§ DATI DELL'ESERCIZIO:
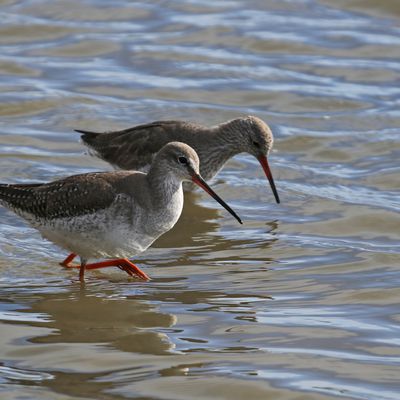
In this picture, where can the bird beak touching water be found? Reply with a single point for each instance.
(198, 180)
(264, 163)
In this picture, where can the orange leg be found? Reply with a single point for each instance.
(67, 261)
(122, 263)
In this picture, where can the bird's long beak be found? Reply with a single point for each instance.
(264, 163)
(198, 180)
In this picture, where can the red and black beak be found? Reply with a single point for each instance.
(264, 163)
(198, 180)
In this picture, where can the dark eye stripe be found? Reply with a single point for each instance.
(182, 160)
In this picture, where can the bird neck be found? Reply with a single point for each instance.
(164, 186)
(227, 139)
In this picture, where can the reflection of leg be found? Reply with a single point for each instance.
(67, 261)
(82, 270)
(122, 263)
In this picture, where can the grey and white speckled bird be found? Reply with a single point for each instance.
(135, 148)
(110, 214)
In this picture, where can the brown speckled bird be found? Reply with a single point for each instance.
(135, 148)
(112, 215)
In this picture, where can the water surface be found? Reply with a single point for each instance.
(302, 301)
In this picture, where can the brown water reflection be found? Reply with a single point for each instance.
(301, 302)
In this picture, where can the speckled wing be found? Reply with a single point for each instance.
(69, 197)
(133, 148)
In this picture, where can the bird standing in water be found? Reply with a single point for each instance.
(136, 147)
(113, 215)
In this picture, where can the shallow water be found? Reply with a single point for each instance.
(302, 301)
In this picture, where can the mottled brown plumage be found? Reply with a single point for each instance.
(110, 214)
(135, 148)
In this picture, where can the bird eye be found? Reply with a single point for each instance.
(182, 160)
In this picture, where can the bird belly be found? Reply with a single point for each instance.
(95, 235)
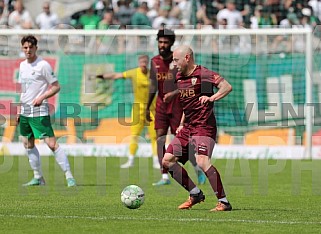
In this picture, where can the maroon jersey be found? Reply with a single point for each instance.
(200, 83)
(164, 74)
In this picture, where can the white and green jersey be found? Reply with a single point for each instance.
(35, 79)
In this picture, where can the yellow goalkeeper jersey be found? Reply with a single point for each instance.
(140, 83)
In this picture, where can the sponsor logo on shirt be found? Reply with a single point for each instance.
(194, 79)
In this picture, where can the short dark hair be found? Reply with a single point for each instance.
(167, 33)
(31, 39)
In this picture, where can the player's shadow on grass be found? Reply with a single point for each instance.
(94, 185)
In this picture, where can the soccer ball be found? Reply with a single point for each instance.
(132, 196)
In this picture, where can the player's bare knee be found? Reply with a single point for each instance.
(203, 161)
(168, 160)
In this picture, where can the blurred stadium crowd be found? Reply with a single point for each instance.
(182, 13)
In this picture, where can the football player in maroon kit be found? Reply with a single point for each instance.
(168, 109)
(198, 131)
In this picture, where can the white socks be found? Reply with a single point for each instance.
(165, 176)
(34, 161)
(62, 160)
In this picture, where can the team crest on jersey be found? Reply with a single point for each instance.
(194, 79)
(171, 66)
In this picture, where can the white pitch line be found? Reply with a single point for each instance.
(157, 219)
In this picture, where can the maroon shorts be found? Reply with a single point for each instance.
(168, 114)
(193, 140)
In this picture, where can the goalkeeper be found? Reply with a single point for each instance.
(140, 81)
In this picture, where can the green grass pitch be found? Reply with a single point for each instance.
(268, 196)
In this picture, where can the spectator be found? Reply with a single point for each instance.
(46, 19)
(124, 13)
(154, 10)
(231, 14)
(3, 14)
(89, 20)
(105, 44)
(164, 18)
(20, 18)
(316, 6)
(262, 18)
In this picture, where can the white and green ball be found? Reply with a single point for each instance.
(132, 196)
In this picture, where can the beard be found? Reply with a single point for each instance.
(165, 53)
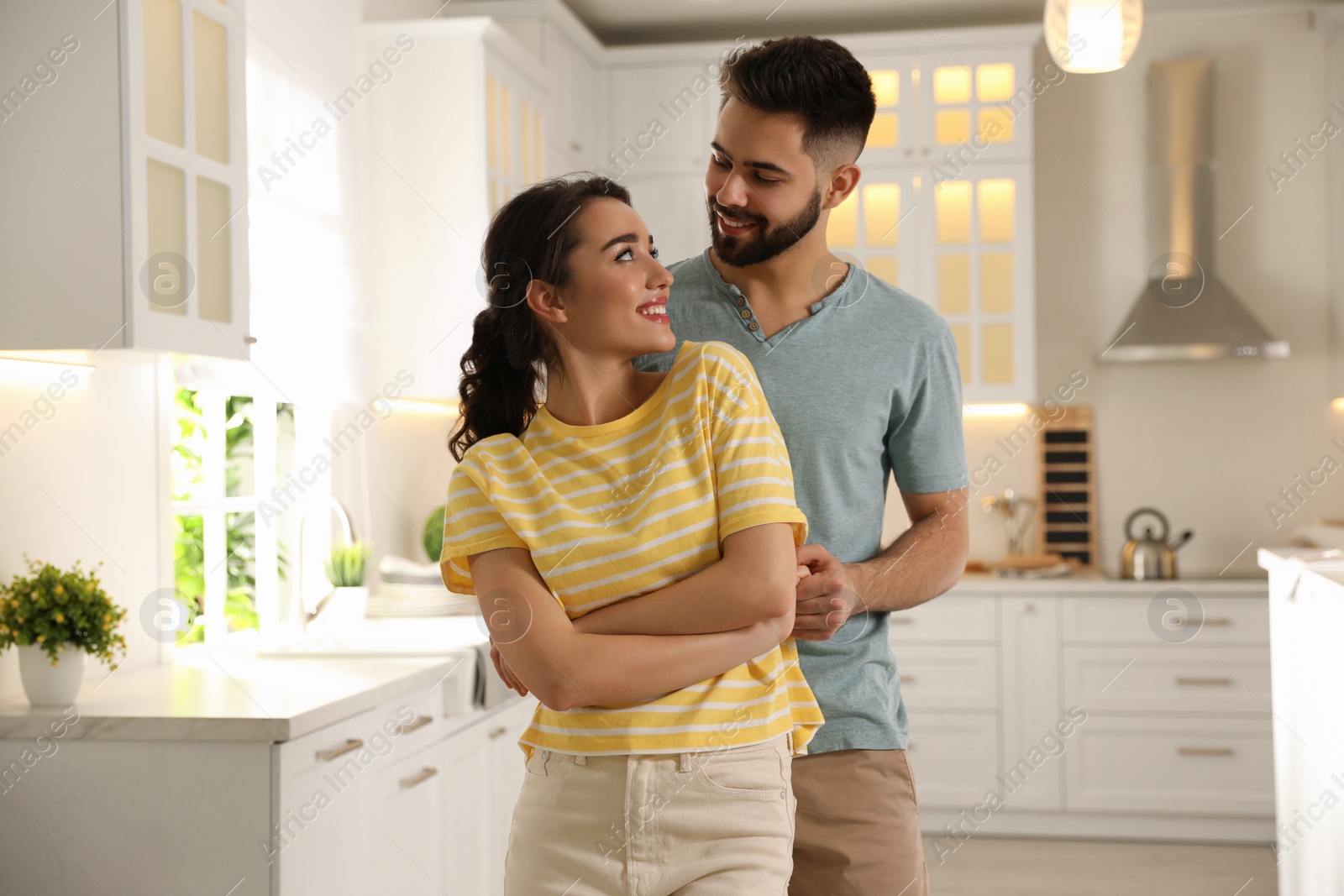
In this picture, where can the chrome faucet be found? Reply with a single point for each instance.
(329, 504)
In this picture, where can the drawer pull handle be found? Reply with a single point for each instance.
(420, 723)
(351, 743)
(1211, 621)
(1205, 752)
(412, 782)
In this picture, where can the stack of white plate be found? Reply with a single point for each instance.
(412, 589)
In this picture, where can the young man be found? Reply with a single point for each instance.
(864, 380)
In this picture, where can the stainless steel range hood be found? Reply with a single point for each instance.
(1186, 313)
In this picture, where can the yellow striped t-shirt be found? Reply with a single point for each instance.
(629, 506)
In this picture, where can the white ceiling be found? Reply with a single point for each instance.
(618, 22)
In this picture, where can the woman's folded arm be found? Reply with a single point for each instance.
(753, 582)
(568, 668)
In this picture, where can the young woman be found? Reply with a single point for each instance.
(632, 546)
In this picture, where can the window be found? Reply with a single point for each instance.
(233, 533)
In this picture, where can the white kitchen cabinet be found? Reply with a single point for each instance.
(1171, 765)
(575, 121)
(468, 833)
(674, 208)
(407, 817)
(1032, 711)
(127, 141)
(1160, 738)
(320, 836)
(1307, 614)
(974, 103)
(460, 129)
(662, 118)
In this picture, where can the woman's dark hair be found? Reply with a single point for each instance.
(530, 237)
(813, 78)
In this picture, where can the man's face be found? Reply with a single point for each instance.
(761, 187)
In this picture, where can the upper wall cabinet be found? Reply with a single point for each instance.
(124, 157)
(951, 107)
(944, 208)
(945, 204)
(464, 125)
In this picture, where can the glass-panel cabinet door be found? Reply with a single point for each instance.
(976, 107)
(187, 183)
(980, 275)
(878, 228)
(894, 134)
(515, 132)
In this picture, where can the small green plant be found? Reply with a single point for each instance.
(346, 569)
(434, 532)
(51, 607)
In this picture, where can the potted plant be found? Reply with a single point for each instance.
(346, 573)
(54, 618)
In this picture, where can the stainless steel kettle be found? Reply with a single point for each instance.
(1151, 557)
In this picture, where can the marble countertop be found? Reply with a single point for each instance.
(233, 694)
(1095, 584)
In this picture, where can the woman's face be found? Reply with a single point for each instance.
(616, 297)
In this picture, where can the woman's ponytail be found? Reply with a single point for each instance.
(506, 367)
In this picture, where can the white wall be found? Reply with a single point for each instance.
(82, 485)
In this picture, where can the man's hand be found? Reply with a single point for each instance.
(504, 672)
(827, 597)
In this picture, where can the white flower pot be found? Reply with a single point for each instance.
(46, 684)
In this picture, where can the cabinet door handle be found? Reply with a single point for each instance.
(416, 779)
(420, 723)
(1205, 752)
(351, 743)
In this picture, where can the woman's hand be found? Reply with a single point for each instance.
(504, 672)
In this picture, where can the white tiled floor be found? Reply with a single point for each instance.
(996, 867)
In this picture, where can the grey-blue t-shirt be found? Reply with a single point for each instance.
(866, 385)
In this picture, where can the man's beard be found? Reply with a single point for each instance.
(765, 242)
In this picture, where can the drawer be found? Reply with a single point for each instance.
(952, 678)
(1171, 766)
(953, 758)
(333, 747)
(947, 620)
(1173, 679)
(1167, 616)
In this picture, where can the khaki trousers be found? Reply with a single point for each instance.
(858, 826)
(696, 824)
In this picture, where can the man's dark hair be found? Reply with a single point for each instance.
(813, 78)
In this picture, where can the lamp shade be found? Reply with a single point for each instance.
(1093, 35)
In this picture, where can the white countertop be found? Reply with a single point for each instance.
(233, 694)
(1095, 584)
(1327, 566)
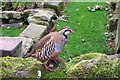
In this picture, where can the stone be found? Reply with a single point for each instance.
(115, 56)
(34, 31)
(112, 24)
(56, 5)
(10, 46)
(20, 24)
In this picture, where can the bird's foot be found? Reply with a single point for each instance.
(47, 68)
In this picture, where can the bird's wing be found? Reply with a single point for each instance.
(39, 45)
(47, 49)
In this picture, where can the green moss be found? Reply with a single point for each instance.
(11, 65)
(102, 66)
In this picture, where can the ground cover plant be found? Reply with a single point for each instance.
(89, 28)
(88, 36)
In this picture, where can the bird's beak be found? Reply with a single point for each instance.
(71, 30)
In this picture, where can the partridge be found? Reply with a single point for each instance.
(50, 46)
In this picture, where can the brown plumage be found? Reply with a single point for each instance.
(50, 46)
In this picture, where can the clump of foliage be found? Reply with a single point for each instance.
(93, 65)
(10, 66)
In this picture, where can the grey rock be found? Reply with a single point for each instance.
(20, 24)
(11, 14)
(10, 46)
(27, 43)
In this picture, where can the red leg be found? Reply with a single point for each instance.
(47, 68)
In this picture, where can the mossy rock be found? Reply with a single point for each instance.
(11, 66)
(93, 65)
(15, 67)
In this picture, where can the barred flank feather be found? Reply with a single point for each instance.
(47, 49)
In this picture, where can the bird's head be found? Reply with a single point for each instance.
(65, 31)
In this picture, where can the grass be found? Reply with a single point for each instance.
(91, 29)
(86, 25)
(12, 31)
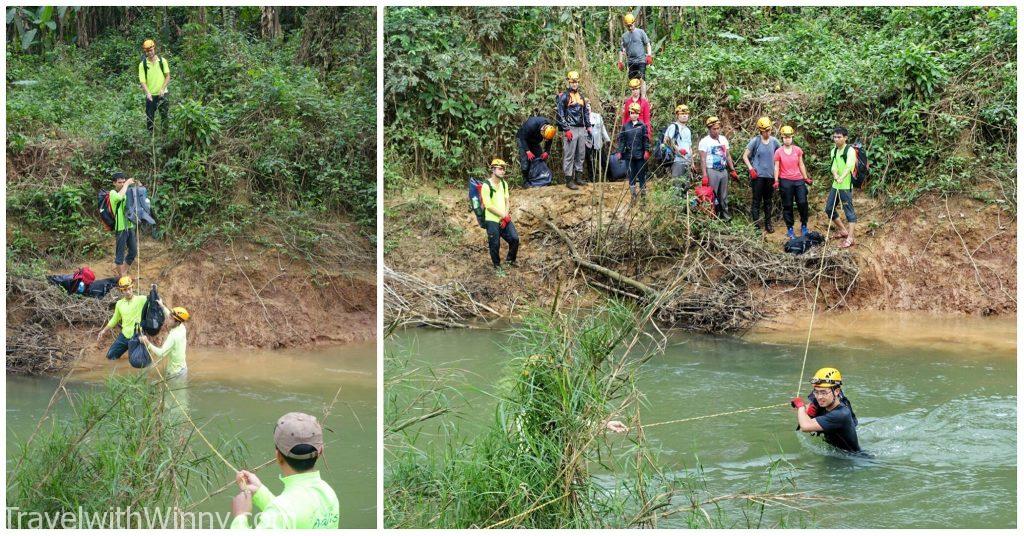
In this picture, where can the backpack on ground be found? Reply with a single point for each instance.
(861, 170)
(617, 168)
(138, 356)
(100, 287)
(800, 245)
(105, 210)
(538, 174)
(153, 314)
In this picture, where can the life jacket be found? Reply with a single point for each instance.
(861, 170)
(105, 210)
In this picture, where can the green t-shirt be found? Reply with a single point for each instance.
(497, 201)
(120, 207)
(174, 349)
(153, 77)
(306, 502)
(844, 168)
(129, 314)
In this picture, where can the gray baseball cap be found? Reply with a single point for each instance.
(298, 428)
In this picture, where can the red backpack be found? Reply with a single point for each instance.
(84, 275)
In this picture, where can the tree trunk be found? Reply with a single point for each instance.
(270, 23)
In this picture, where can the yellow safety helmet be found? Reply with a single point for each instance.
(180, 314)
(826, 377)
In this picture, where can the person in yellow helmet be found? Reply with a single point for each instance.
(535, 132)
(154, 75)
(679, 137)
(306, 501)
(635, 50)
(127, 313)
(573, 121)
(634, 149)
(827, 412)
(760, 159)
(498, 217)
(174, 343)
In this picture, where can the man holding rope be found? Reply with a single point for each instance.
(307, 501)
(827, 411)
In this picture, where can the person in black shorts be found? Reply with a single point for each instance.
(827, 412)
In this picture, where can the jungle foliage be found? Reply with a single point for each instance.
(269, 120)
(932, 90)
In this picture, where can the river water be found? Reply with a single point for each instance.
(243, 393)
(936, 398)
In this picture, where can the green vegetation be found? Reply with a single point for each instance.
(932, 90)
(272, 115)
(125, 445)
(545, 459)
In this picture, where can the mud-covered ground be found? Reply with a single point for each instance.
(925, 257)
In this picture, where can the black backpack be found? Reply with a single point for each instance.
(800, 245)
(105, 210)
(153, 314)
(861, 170)
(539, 174)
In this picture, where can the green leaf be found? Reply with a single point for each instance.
(28, 38)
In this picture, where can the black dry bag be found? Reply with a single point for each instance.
(153, 314)
(138, 356)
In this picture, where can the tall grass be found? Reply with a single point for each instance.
(545, 459)
(125, 446)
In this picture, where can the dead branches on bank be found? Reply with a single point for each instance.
(410, 300)
(702, 282)
(35, 311)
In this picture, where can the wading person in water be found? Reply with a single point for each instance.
(827, 412)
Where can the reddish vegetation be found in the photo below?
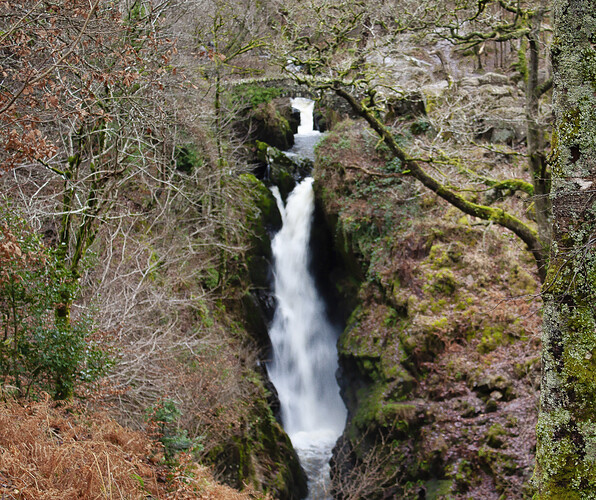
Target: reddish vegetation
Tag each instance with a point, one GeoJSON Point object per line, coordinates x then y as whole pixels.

§ L'ESERCIZIO:
Aggiorna le righe dalla riga che contiene "In this picture, where can the drawer pull" fino alla riga che contiene "(1186, 313)": sostituisci "stainless steel" con "brushed copper" e lascia invariato tutto il resto.

§ SOLUZIONE DELL'ESERCIZIO:
In this picture, where can the drawer pull handle be found? Reply with a single point for each instance.
(420, 723)
(351, 743)
(1211, 621)
(1205, 752)
(412, 782)
In this picture, where can the stack of white plate be found? Reply with a single point for each instance.
(412, 589)
In this picture, where can the young man be found? Reply with a single point for each instance.
(864, 380)
In this picture, where can the brushed copper range hood be found? Reply with a single point for each instance.
(1186, 313)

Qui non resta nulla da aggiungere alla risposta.